(Items listed in a dataset)
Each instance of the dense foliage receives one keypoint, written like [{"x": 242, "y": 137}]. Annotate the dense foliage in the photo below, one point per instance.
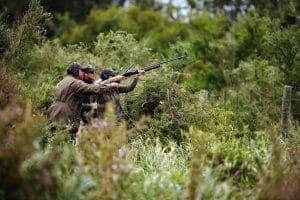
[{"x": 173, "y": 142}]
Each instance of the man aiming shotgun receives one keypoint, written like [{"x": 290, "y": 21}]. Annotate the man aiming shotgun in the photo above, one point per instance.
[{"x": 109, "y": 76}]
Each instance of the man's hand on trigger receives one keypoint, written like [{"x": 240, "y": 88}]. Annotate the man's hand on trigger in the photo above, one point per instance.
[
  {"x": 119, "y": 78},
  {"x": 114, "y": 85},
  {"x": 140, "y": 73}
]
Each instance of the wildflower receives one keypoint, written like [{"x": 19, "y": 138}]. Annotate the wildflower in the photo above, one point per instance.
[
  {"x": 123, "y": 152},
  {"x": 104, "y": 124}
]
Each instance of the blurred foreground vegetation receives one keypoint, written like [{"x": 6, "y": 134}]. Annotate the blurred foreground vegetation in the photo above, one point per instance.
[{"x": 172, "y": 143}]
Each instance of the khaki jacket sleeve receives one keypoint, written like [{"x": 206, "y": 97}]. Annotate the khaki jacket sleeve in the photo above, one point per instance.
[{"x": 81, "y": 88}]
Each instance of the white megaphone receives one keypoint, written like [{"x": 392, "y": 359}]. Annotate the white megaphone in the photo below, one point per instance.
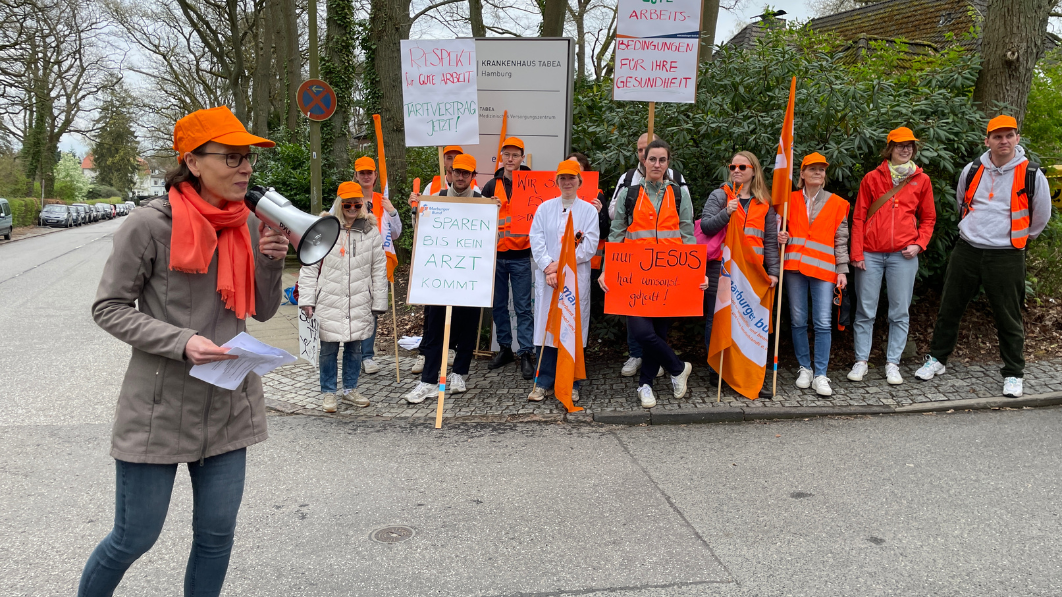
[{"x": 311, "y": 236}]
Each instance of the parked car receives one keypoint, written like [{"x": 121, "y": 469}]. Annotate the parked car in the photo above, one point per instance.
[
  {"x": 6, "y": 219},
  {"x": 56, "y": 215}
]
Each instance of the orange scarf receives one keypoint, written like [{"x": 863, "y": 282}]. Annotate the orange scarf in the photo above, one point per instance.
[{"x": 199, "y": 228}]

» Exercise brief: What is needed is an exact copy of the line containing "Each instance of the parked" and each line after it, through the final line of the entries above.

» Your solution:
Each instance of the parked car receives one keypoint, written like [{"x": 121, "y": 469}]. Annotate the parked car in the photo above, one point per instance.
[
  {"x": 6, "y": 219},
  {"x": 56, "y": 215}
]
Each instance of the orange scarf receives one keypoint, written like [{"x": 863, "y": 282}]. Annotate the orange scarf in the photo above, one point per instance.
[{"x": 199, "y": 228}]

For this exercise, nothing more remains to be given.